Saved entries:
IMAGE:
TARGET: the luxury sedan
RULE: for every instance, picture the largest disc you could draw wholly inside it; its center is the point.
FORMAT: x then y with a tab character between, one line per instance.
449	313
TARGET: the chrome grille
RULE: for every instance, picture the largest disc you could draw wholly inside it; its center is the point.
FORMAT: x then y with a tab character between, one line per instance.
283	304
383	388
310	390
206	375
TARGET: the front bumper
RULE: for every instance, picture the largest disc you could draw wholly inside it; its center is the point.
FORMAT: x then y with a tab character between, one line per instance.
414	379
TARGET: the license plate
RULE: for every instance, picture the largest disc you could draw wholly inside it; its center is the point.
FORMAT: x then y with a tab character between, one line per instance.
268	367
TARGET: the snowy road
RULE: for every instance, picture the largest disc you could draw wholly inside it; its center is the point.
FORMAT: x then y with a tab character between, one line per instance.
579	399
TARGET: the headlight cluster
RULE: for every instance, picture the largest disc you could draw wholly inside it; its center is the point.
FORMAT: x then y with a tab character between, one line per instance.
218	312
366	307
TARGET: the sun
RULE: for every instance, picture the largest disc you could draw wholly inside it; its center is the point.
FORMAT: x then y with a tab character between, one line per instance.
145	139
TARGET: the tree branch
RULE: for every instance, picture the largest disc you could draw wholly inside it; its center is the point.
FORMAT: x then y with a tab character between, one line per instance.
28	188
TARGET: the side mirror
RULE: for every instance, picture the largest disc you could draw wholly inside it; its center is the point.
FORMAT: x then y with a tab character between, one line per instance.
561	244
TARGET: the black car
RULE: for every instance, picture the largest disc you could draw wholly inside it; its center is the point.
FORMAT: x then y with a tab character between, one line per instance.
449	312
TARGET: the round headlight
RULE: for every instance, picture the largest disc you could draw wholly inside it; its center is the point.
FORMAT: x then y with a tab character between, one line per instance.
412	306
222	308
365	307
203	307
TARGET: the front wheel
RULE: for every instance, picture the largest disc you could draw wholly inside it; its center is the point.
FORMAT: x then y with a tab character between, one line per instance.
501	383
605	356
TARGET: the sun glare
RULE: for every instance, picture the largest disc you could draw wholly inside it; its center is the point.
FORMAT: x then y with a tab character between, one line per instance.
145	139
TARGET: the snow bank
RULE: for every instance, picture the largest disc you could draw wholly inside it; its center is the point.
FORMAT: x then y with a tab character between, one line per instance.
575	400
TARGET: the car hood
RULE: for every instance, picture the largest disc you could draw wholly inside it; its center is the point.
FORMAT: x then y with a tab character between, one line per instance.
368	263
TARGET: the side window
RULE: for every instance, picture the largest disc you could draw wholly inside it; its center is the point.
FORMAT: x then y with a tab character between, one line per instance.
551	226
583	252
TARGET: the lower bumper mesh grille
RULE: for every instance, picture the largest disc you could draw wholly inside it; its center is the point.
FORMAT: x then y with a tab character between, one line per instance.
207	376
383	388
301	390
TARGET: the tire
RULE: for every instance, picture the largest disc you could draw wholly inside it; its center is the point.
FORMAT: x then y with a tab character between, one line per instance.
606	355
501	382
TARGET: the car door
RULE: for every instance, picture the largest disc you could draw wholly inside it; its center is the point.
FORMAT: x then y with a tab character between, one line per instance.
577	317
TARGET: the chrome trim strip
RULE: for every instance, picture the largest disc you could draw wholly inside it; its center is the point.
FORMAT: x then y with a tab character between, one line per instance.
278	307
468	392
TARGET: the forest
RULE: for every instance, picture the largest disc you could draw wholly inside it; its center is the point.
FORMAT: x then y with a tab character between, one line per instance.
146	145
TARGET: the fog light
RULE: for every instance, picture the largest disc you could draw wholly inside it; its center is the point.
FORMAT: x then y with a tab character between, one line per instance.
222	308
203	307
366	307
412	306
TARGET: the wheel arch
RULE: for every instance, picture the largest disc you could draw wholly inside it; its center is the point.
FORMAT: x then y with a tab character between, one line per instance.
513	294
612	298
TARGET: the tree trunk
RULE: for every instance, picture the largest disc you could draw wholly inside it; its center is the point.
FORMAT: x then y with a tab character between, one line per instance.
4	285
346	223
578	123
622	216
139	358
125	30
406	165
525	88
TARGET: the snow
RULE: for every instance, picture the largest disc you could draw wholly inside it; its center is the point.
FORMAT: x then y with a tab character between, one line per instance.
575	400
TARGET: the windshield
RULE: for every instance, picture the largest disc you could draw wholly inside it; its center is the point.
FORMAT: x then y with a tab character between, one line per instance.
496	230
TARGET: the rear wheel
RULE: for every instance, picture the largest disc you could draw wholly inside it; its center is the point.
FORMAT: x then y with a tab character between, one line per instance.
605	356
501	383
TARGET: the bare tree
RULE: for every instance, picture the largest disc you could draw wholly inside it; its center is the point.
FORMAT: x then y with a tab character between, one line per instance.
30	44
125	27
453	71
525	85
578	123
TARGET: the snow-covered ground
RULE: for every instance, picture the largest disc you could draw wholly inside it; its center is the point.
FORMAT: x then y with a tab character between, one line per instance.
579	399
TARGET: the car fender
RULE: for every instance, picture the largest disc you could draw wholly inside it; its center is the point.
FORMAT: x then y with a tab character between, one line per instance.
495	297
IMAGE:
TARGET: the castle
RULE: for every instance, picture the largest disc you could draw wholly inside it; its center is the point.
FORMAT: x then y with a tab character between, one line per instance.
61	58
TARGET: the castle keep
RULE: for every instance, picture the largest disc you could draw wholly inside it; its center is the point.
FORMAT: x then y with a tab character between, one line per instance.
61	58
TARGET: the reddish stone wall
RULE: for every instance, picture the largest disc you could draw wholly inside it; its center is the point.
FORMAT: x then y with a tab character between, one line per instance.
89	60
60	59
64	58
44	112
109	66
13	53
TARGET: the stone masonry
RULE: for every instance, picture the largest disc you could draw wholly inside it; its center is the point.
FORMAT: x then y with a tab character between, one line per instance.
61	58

YOUR INSTRUCTIONS:
Repeat what the records above say. Use their exact words.

EXERCISE RESPONSE:
IMAGE:
TARGET: the luxury sedan
RULE: for every instance, picture the largest disc you could draw wholly inside it; its center is the point.
FORMAT: x then y with a tab character between, one line per instance.
449	313
TARGET: the chrome grille
RULE: for every instance, picture the largest disc you could draw wholly inside it; its center is the point.
FORMAT: x then y with a tab character between, one line per instance.
283	304
383	388
310	390
206	375
TARGET: the front bumper
RULE: for every instance, picture the largest disc you could draw wholly inside it; its center is the point.
FORMAT: x then y with a tab character between, one line per instance.
414	379
TARGET: the license plate
RULE: for every instance, picture the largest disc you could draw wholly inside it; its center is the point.
FORMAT: x then y with a tab character between, one line per instance.
268	367
TARGET: the snowy road
RULE: for every instance, picture the largest disc you could draw wholly inside it; its center is the point.
FORMAT: x then y with a tab character between, one line per instance.
579	399
TARGET: the headlight cluster
RULE: for every instance, picture the largest disc you could draw wholly inside it; its center is the point.
FORMAT: x then y with a tab character between, one line per instance.
218	312
366	307
TARGET: the sun
RULE: for every instance, picture the largest disc you could draw wholly inside it; its center is the point.
FORMAT: x then y with a tab character between, one line per instance.
145	139
TARGET: the tree branch
RULE: for every instance, picture the largest disc you could draw wholly inside it; its center is the point.
FORMAT: x then y with a tab character between, one line per instance.
28	188
TARGET: the side mirror
RULE: for every instance, picture the largest disc you could draw wholly inside it; its center is the point.
FORMAT: x then y with a tab character between, one line per instance.
561	244
TARGET: the black car
RULE: for every instance, picture the largest disc you could draw wholly inside it; its center is the point.
FORMAT: x then y with a tab character between, one line per instance.
449	312
TARGET: the round headlight
RULE: for every instance, picture the largest disc you could draw wholly inside it; its center is the point.
FORMAT: x then y with a tab character between, one line per instance.
412	306
222	308
365	307
203	307
TARGET: the front wheel
RULE: for every instance, picture the largest disc you could draw wholly inside it; its center is the point.
FORMAT: x then y with a tab character between, one line per instance.
501	383
605	356
TARGET: the sun glare
RULE: for every instance, picture the largest disc you could draw wholly inside it; its center is the point.
FORMAT: x then y with a tab character between, one line per instance.
145	139
TARGET: the snow bank
RULE: for every instance, picture the largest disc you could draw wholly inside it; its center is the point.
FORMAT: x then y with a tab character between, one line per instance.
575	400
TARGET: the car hood
RULE: for every instance, picture the largest disc you could draw wholly inside it; its center is the point.
FORMAT: x then y with a tab character between, one line per instance.
368	263
TARGET: the side window
RULE: for every instance, picture the largest disc you could draw wholly inside it; its center is the point.
FORMAT: x then y with a tab character between, one line per instance.
551	226
583	252
TARGET: the lower bumper mesh grille
RULE: for every instance, picture the largest disc you could draw wholly inside it; its center is the point.
FORMAT: x then y with a tab character between, one line per instance.
207	376
383	388
301	390
TARGET: the tire
RULE: for every instance, picture the largest disc you could draw wholly inside it; its center is the point.
FORMAT: x then y with a tab character between, one line per instance.
606	355
501	382
TARGET: the car door
RULE: for every instance, picture the largest disc you could draw wholly inside it; its center is the point.
FORMAT: x then y with a tab character between, one line per instance.
577	317
TARGET: the chrome trim strip
RULE: for every instance, picture the largest disc you could draw wholly inside it; its center is the point.
FORMAT: x then y with a tab character between, one line per instance.
278	307
468	392
TARGET: the forest
RULE: for every instance, picture the largest disc you could draw wholly inside it; its center is the point.
FORMAT: x then y with a tab character between, one line per instance.
146	145
TARGET: the fog light
RULE: for every instance, picture the largest disc you could draw wholly inside it; its center is the point.
FORMAT: x then y with a tab character between, one line per instance.
222	308
203	307
366	307
412	306
TARGET: the wheel arch
RULE: for every instance, picture the largest disc you could draw wholly inside it; its center is the point.
FORMAT: x then y with a tab character between, one line per instance.
513	294
612	298
TARGET: the tree trunk
RULE: for every instance, picture the largest disc you could draw wholly inside it; its center is the point.
FORMAT: x then y with a tab character between, one line per instance.
4	285
346	223
578	123
622	216
139	358
125	30
406	165
525	88
TARGET: the snow
RULE: for every instance, picture the largest disc you could draw wholly inside it; its center is the point.
FORMAT: x then y with a tab character between, one line per instance.
575	400
TARGET: the windshield
RULE: for every instance, picture the largest disc you could draw wholly inside it; its center is the point.
FORMAT: x then y with a tab character between, one line per instance.
496	230
TARGET: the rear wheel
RULE: for every instance, picture the largest disc you could draw wholly inside it; its center is the point.
FORMAT: x then y with a tab character between, one line per instance.
605	356
501	383
TARGET: the bare tree
RULE: for every instance, picture the largest disc you could draw wholly inside it; its center is the point.
FORMAT: x then y with a tab character between, one line per instance.
30	44
125	27
453	71
525	85
578	123
TARGET: the snow-covered ground
RULE: for every instance, picture the largest disc you could draw wholly inside it; its center is the point.
FORMAT: x then y with a tab character between, one line per instance.
579	399
TARGET: the car fender
RULE: for every instance, picture the largest disc you could draw wholly inside it; its center is the point.
FORMAT: x then y with a tab character between, one line per instance.
495	297
IMAGE:
TARGET: the castle
RULE: for every instance, picture the largest disc you could draw wholly inside it; its center is the point.
FORMAT: x then y with a tab character between, one line per instance.
61	58
TARGET: the castle keep
RULE: for every instance, picture the largest disc you could draw wholly inside it; its center is the point.
FORMAT: x then y with a tab character between, one line per instance.
61	58
TARGET: the reddish stone wall
RULE: for every instance, picture the largest disc you could draw wholly inside it; its center is the point.
FORMAT: x then y with a tab character between, one line per instance.
89	60
60	59
64	58
44	112
109	66
13	53
TARGET: the stone masonry
RULE: for every instance, picture the largest disc you could draw wholly inside it; its center is the point.
FORMAT: x then y with a tab character between, one line per instance.
61	58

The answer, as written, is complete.